文章 —
____________

如果省略source,则将存储整个工具结果

from haystack.components.agents import Agent
from haystack.components.generators.chat import OpenAIChatGenerator
from haystack.dataclasses import ChatMessage
from haystack.tools import Tool

def get_user_info() -> dict:
    """Get user information."""
    return {"name": "Alice", "email": "[email protected]", "role": "admin"}

# Tool that stores entire result
info_tool = Tool(
    name="get_info",
    description="Get user information",
    parameters={"type": "object", "properties": {}},
    function=get_user_info,
    outputs_to_state={
        "user_info": {}  # Stores entire result dict in state's "user_info"
    }
)

# Create agent with matching state schema
agent = Agent(
    chat_generator=OpenAIChatGenerator(),
    tools=[info_tool],
    state_schema={
        "user_info": {"type": dict}  # Schema must match the tool's output type
    }
)

# Run the agent
result = agent.run(
    messages=[ChatMessage.from_user("Get the user information")]
)

# Access the complete result from state
user_info = result["user_info"]
print(user_info)  # Output: {"name": "Alice", "email": "[email protected]", "role": "admin"}
print(user_info["name"])   # Output: "Alice"
print(user_info["email"])  # Output: "[email protected]"

合并输入和输出

工具可以同时从 State 读取和写入 State,从而实现工具链

from haystack.components.agents import Agent
from haystack.components.generators.chat import OpenAIChatGenerator
from haystack.dataclasses import ChatMessage
from haystack.tools import Tool

def process_documents(documents: list, max_results: int) -> dict:
    """Process documents and return filtered results."""
    processed = documents[:max_results]
    return {
        "processed_docs": processed,
        "processed_count": len(processed)
    }

processing_tool = Tool(
    name="process",
    description="Process retrieved documents",
    parameters={
        "type": "object",
        "properties": {"max_results": {"type": "integer"}},
        "required": ["max_results"]
    },
    function=process_documents,
    inputs_from_state={"documents": "documents"},  # Reads documents from state
    outputs_to_state={
        "final_docs": {"source": "processed_docs"},
        "final_count": {"source": "processed_count"}
    }
)

agent = Agent(
    chat_generator=OpenAIChatGenerator(),
    tools=[retrieval_tool, processing_tool],  # Chain tools using state
    state_schema={
        "documents": {"type": list},
        "final_docs": {"type": list},
        "final_count": {"type": int}
    }
)

# Run the agent - tools will chain through state
result = agent.run(
    messages=[ChatMessage.from_user("Find and process 3 documents about Python")]
)

____________

所列条目 —
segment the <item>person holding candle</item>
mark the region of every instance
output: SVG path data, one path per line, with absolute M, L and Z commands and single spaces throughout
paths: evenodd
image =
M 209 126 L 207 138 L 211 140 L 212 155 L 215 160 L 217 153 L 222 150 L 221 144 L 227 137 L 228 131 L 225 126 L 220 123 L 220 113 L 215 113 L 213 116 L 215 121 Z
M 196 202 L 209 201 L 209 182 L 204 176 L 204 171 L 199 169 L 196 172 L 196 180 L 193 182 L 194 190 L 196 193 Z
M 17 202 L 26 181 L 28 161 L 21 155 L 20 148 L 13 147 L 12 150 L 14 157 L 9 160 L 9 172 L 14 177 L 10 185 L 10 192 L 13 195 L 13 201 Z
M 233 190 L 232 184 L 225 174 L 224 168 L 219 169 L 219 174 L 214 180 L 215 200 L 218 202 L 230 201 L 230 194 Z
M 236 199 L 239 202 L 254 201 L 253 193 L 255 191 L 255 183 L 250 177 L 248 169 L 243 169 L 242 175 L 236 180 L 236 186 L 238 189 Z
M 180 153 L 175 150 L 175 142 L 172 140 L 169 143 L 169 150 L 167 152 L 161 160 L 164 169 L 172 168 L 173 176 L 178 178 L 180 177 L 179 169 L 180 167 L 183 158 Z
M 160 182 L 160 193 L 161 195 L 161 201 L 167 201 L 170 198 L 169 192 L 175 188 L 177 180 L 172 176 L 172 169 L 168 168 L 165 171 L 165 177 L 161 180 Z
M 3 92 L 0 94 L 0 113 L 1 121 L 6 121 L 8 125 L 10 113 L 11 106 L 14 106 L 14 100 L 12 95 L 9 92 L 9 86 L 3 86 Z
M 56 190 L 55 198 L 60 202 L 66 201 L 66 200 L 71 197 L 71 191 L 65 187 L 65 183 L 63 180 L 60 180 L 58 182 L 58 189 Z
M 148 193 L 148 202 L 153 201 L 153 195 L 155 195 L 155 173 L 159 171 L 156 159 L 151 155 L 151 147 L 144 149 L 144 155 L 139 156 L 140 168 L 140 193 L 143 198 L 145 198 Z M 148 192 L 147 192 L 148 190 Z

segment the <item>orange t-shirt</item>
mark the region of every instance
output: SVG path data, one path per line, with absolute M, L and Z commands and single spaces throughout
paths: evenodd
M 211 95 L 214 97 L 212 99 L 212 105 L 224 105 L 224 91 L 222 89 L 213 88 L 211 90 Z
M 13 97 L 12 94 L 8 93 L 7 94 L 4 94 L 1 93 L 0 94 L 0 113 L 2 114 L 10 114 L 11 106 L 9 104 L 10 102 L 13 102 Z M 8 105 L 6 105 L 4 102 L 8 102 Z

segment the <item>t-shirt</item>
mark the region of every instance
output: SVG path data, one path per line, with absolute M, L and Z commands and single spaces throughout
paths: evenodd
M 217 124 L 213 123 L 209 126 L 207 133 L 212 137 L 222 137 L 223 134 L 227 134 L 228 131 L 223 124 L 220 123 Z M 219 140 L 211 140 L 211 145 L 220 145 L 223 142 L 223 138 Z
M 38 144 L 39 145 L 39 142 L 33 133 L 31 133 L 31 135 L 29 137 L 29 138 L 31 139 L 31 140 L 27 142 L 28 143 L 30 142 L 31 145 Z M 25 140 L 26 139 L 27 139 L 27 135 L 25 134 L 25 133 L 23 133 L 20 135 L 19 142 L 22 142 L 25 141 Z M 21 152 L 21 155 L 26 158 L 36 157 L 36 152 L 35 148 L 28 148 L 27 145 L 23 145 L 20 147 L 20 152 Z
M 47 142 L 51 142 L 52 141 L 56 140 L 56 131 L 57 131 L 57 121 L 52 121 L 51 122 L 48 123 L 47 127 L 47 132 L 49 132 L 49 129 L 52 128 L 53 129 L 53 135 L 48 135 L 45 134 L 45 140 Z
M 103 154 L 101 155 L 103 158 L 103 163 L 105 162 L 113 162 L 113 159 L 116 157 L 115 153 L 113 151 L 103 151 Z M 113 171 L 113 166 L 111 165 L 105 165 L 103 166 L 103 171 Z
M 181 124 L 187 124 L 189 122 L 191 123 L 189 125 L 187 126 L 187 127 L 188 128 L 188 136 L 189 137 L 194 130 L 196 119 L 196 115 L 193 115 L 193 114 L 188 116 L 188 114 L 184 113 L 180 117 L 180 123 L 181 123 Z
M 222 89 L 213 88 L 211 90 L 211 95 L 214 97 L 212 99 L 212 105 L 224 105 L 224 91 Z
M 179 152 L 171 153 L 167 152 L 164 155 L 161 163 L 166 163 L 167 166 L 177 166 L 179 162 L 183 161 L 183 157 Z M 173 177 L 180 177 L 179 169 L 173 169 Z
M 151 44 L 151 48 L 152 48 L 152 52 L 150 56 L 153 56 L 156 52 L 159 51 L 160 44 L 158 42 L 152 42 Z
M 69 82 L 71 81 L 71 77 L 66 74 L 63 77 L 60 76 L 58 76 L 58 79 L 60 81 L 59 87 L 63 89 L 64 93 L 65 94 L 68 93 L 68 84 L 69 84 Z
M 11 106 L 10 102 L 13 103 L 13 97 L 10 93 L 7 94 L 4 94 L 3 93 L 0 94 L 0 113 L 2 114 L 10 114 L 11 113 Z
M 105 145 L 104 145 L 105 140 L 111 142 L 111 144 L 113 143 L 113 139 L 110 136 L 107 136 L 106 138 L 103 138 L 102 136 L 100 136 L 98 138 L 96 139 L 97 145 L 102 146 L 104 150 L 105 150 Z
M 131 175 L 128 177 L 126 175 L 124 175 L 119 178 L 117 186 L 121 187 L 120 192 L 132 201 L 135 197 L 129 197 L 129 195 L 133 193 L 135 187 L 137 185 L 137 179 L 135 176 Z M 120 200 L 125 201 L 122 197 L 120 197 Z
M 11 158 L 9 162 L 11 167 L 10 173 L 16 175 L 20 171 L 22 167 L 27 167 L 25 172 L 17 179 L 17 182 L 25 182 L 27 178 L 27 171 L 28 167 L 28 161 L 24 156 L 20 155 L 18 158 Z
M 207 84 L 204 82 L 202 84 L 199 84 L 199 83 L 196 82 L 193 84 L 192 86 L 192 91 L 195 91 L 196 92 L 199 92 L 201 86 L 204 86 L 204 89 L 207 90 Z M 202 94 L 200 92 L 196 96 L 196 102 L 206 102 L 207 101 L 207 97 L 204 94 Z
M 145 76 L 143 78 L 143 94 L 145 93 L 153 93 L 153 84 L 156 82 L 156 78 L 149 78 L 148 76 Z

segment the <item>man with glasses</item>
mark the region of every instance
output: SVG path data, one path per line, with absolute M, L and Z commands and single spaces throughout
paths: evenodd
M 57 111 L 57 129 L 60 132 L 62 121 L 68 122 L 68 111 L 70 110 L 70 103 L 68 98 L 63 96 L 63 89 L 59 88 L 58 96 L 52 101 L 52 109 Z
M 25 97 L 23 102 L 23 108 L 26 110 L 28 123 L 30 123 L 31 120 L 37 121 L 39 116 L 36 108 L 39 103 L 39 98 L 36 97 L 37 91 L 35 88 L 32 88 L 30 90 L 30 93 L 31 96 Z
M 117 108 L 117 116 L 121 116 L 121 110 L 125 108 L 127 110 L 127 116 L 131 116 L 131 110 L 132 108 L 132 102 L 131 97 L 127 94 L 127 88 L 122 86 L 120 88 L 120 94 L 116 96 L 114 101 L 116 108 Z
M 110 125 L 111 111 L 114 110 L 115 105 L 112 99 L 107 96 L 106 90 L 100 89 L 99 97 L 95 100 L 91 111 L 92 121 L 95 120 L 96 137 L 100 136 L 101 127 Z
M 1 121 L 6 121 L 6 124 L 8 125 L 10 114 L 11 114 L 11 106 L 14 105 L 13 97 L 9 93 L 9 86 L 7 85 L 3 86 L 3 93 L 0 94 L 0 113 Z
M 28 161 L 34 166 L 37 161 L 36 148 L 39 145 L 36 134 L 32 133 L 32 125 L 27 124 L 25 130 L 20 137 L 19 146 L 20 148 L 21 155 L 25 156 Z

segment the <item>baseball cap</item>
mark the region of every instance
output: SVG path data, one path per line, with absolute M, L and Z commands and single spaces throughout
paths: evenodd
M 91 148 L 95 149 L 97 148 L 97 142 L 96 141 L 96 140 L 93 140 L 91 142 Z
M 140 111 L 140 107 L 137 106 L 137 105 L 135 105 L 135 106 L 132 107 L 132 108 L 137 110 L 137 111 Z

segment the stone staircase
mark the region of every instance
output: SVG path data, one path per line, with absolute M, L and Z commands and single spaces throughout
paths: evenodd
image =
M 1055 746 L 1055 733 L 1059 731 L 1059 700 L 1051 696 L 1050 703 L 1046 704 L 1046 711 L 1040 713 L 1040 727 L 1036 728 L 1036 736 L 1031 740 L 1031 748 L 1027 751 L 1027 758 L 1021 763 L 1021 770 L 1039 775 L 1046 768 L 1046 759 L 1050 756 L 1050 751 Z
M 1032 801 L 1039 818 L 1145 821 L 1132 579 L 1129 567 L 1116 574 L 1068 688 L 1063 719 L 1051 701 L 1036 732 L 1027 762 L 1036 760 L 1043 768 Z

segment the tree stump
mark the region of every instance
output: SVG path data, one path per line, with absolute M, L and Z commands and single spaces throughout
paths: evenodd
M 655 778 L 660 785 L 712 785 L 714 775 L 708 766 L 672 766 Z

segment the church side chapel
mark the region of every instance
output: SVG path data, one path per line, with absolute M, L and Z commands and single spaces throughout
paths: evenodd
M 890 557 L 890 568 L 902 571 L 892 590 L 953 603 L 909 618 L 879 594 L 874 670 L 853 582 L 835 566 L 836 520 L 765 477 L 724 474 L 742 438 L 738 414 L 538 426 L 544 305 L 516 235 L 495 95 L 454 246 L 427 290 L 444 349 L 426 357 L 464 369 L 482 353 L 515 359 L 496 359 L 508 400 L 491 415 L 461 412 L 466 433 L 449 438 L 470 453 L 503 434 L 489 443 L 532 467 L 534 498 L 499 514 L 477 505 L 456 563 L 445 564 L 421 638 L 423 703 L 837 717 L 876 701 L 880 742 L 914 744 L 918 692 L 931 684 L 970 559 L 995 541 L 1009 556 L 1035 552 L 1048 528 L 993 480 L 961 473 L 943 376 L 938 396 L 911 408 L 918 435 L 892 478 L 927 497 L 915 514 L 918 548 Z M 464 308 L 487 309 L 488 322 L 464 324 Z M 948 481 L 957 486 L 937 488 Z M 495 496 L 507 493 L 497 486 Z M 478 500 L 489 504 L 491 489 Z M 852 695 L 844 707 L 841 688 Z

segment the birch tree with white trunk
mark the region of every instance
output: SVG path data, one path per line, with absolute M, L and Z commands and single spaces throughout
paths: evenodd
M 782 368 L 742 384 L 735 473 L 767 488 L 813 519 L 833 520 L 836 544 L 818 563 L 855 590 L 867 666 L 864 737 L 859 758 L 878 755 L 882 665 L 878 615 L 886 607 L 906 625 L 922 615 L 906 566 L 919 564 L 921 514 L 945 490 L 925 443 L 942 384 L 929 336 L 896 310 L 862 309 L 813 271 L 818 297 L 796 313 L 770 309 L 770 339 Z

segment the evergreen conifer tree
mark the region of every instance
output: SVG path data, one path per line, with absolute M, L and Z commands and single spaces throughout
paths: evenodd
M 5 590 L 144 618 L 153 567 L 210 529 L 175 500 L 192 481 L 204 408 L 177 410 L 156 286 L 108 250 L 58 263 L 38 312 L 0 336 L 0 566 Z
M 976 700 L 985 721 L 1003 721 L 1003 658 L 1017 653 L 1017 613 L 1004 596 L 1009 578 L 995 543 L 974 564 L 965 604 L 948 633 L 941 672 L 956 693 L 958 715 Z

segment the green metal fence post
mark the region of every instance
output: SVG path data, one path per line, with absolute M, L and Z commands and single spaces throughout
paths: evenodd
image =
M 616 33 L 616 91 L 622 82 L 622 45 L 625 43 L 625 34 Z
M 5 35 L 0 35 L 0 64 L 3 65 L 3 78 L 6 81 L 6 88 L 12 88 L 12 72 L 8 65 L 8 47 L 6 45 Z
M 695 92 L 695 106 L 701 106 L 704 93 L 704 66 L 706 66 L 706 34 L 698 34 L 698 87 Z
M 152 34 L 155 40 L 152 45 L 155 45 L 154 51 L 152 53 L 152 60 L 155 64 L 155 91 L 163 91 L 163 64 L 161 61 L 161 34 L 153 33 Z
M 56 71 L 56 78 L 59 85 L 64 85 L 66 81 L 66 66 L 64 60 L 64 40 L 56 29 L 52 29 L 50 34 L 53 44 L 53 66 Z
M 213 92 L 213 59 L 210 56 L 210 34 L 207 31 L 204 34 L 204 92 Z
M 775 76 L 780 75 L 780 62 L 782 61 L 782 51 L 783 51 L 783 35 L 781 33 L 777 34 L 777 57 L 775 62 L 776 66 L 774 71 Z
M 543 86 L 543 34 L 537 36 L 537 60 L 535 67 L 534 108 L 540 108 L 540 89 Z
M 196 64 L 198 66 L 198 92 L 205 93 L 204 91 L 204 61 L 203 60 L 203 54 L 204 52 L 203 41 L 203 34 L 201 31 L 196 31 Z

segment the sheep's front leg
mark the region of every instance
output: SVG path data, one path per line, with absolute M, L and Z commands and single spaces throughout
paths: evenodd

____________

简短问题 —
接着讲 Haystack 智能体工具读写 State 的那篇文章的结尾往下续写。

已解问题 —
# Access the final processed results
final_docs = result["final_docs"]
final_count = result["final_count"]
print(f"Processed {final_count} documents")
print(final_docs)

完整示例

此示例展示了一个多工具代理工作流程,其中工具通过 State 共享数据

import math
from haystack.components.agents import Agent
from haystack.components.generators.chat import OpenAIChatGenerator
from haystack.dataclasses import ChatMessage
from haystack.tools import Tool

# Tool 1: Calculate factorial
def factorial(n: int) -> dict:
    """Calculate the factorial of a number."""
    result = math.factorial(n)
    return {"result": result}

factorial_tool = Tool(
    name="factorial",
    description="Calculate the factorial of a number",
    parameters={
        "type": "object",
        "properties": {"n": {"type": "integer"}},
        "required": ["n"]
    },
    function=factorial,
    outputs_to_state={"factorial_result": {"source": "result"}}
)

# Tool 2: Perform calculation
def calculate(expression: str) -> dict:
    """Evaluate a mathematical expression."""
    result = eval(expression, {"__builtins__": {}})
    return {"result": result}

calculator_tool = Tool(
    name="calculator",
    description="Evaluate basic math expressions",
    parameters={
        "type": "object",
        "properties": {"expression": {"type": "string"}},
        "required": ["expression"]
    },
    function=calculate,
    outputs_to_state={"calc_result": {"source": "result"}}
)

# Create agent with both tools
agent = Agent(
    chat_generator=OpenAIChatGenerator(),
    tools=[calculator_tool, factorial_tool],
    state_schema={
        "calc_result": {"type": int},
        "factorial_result": {"type": int}
    }
)

# Run the agent
result = agent.run(
    messages=[ChatMessage.from_user("Calculate the factorial of 5, then multiply it by 2")]
)

# Access state values from result
factorial_result = result["factorial_result"]
calc_result = result["calc_result"]

# Access conversation messages
for message in result["messages"]:
    print(f"{message.role}: {message.text}")